## Task item
Copy exactly the lines of the records below, and only those lines, beginning with the line that contains "column 520, row 314" and ending with the line that contains "column 513, row 416".

==*==

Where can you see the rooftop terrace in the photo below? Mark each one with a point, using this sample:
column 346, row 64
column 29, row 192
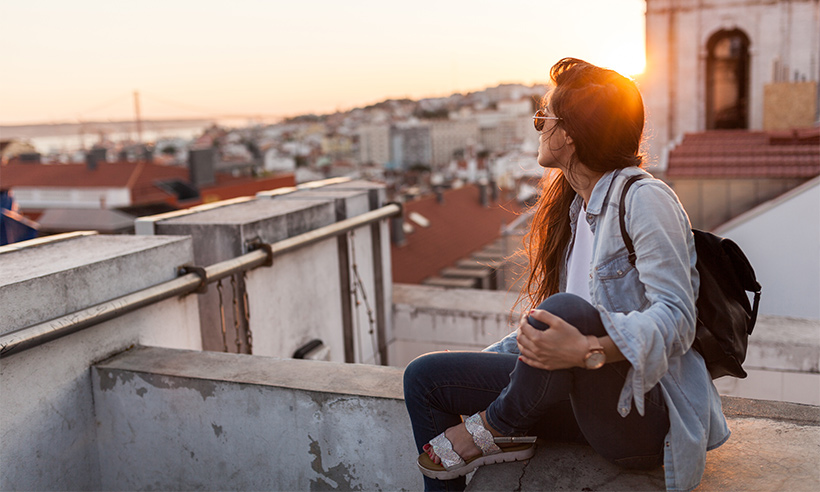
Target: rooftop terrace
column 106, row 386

==*==

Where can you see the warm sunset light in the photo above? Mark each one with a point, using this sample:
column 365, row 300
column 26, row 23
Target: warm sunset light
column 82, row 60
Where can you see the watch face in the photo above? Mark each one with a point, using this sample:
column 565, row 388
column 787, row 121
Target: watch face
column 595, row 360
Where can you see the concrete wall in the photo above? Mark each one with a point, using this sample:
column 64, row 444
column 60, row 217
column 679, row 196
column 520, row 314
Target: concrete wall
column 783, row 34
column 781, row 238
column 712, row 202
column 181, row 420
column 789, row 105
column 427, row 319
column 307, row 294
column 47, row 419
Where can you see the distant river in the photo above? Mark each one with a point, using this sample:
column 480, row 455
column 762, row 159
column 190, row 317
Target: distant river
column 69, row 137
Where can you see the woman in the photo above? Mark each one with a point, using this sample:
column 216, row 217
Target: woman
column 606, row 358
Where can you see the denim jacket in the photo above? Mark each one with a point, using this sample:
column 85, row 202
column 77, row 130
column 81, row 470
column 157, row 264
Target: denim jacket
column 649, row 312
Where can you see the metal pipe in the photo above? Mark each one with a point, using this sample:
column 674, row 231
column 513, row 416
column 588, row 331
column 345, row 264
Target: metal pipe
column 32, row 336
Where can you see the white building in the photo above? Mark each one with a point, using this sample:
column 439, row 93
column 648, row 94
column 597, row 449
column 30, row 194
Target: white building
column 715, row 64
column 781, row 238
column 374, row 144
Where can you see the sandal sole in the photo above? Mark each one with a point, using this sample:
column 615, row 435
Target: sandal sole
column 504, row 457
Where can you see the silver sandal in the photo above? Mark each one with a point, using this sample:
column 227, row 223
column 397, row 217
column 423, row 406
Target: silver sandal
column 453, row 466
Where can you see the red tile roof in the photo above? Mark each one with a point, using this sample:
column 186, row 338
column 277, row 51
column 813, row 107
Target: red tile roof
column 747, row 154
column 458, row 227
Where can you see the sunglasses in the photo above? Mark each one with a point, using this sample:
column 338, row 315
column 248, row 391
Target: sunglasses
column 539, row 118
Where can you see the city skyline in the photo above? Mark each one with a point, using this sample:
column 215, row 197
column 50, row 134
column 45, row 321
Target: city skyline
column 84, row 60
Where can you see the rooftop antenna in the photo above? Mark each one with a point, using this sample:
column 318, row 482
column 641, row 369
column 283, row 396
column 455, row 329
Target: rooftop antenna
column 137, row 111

==*==

## Reply to the exercise
column 520, row 314
Target: concrete wall
column 783, row 34
column 781, row 238
column 712, row 202
column 181, row 420
column 789, row 105
column 427, row 319
column 307, row 294
column 47, row 419
Where can you see the distant river in the photo above? Mark each one with a point, using this sample:
column 480, row 455
column 762, row 159
column 190, row 317
Target: distant river
column 69, row 137
Where can you see the woman in the photo above? Mark each one with a point, using this sample:
column 216, row 217
Target: woman
column 606, row 358
Where can you see the denim jacket in the photo above? Mark each one with a point, using this sample:
column 85, row 202
column 77, row 130
column 81, row 470
column 157, row 264
Target: denim jacket
column 649, row 312
Where can you see the metal pipe in the photo above? Mark each one with a point, using this sample:
column 674, row 231
column 513, row 416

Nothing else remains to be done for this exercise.